> _Task statement_
Copy the following lines word for word, with no changes.

> _Annotation dataset entries_
+-------+

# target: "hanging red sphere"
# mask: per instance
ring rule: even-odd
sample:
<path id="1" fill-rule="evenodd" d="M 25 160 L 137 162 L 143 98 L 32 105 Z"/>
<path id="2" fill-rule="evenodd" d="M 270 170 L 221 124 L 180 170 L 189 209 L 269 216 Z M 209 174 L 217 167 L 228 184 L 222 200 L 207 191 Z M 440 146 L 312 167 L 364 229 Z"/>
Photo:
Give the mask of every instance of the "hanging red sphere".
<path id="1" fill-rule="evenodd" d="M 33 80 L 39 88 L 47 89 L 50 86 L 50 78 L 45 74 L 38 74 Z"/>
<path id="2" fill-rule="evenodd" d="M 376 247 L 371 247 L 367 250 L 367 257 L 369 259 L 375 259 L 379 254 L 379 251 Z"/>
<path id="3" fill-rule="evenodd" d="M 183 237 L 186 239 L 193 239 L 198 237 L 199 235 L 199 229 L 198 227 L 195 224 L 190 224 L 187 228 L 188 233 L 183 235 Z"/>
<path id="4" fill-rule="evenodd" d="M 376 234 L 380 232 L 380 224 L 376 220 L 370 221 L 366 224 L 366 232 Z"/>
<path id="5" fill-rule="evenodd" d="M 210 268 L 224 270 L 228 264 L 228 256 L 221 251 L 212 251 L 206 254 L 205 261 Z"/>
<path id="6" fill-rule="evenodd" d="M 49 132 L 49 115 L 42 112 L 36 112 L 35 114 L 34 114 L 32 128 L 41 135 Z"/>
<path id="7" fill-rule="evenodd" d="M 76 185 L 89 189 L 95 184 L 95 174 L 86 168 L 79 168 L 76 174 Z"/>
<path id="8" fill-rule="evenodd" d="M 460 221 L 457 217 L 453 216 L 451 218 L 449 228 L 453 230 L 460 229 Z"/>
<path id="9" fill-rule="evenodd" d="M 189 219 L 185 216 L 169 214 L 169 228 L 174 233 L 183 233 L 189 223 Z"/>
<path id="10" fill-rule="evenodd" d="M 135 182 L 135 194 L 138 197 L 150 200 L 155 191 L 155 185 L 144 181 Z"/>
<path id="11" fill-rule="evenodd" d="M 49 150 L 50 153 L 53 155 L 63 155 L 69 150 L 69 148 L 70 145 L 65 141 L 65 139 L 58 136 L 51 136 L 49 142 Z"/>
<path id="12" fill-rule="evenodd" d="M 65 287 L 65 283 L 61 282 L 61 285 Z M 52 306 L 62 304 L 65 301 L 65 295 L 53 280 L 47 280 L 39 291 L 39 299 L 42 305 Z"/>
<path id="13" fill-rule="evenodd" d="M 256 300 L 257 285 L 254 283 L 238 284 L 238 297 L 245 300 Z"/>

+-------+

> _Complete answer_
# target: "hanging red sphere"
# mask: per instance
ring rule: even-odd
sample:
<path id="1" fill-rule="evenodd" d="M 25 160 L 137 162 L 143 98 L 32 105 Z"/>
<path id="2" fill-rule="evenodd" d="M 270 170 L 221 124 L 180 170 L 189 209 L 269 216 Z M 209 174 L 217 167 L 228 184 L 222 200 L 207 191 Z M 440 146 L 312 167 L 364 229 Z"/>
Photo:
Give the mask of every instance of the "hanging red sphere".
<path id="1" fill-rule="evenodd" d="M 33 80 L 39 88 L 47 89 L 50 86 L 50 78 L 45 74 L 38 74 Z"/>
<path id="2" fill-rule="evenodd" d="M 376 247 L 371 247 L 367 250 L 367 257 L 369 259 L 375 259 L 379 254 L 379 251 Z"/>
<path id="3" fill-rule="evenodd" d="M 183 237 L 186 239 L 193 239 L 198 237 L 199 235 L 199 229 L 198 227 L 195 224 L 190 224 L 187 228 L 188 233 L 183 235 Z"/>
<path id="4" fill-rule="evenodd" d="M 376 234 L 380 232 L 380 224 L 376 220 L 370 221 L 366 224 L 366 232 Z"/>
<path id="5" fill-rule="evenodd" d="M 210 268 L 224 270 L 228 264 L 228 256 L 221 251 L 212 251 L 206 254 L 205 261 Z"/>
<path id="6" fill-rule="evenodd" d="M 49 132 L 49 115 L 42 112 L 36 112 L 35 114 L 34 114 L 32 128 L 41 135 Z"/>
<path id="7" fill-rule="evenodd" d="M 76 185 L 89 189 L 95 184 L 95 174 L 86 168 L 79 168 L 76 174 Z"/>
<path id="8" fill-rule="evenodd" d="M 460 221 L 457 217 L 453 216 L 451 218 L 449 228 L 453 230 L 460 229 Z"/>
<path id="9" fill-rule="evenodd" d="M 189 219 L 185 216 L 169 214 L 169 228 L 174 233 L 183 233 L 189 223 Z"/>
<path id="10" fill-rule="evenodd" d="M 135 182 L 135 194 L 138 197 L 150 200 L 155 191 L 155 185 L 144 181 Z"/>
<path id="11" fill-rule="evenodd" d="M 49 150 L 50 153 L 53 155 L 63 155 L 69 150 L 69 148 L 70 145 L 65 141 L 65 139 L 58 136 L 51 136 L 49 142 Z"/>
<path id="12" fill-rule="evenodd" d="M 65 287 L 65 283 L 61 282 L 61 285 Z M 52 306 L 62 304 L 65 301 L 65 295 L 53 280 L 47 280 L 39 291 L 39 299 L 42 305 Z"/>
<path id="13" fill-rule="evenodd" d="M 256 300 L 257 285 L 254 283 L 238 284 L 238 297 L 245 300 Z"/>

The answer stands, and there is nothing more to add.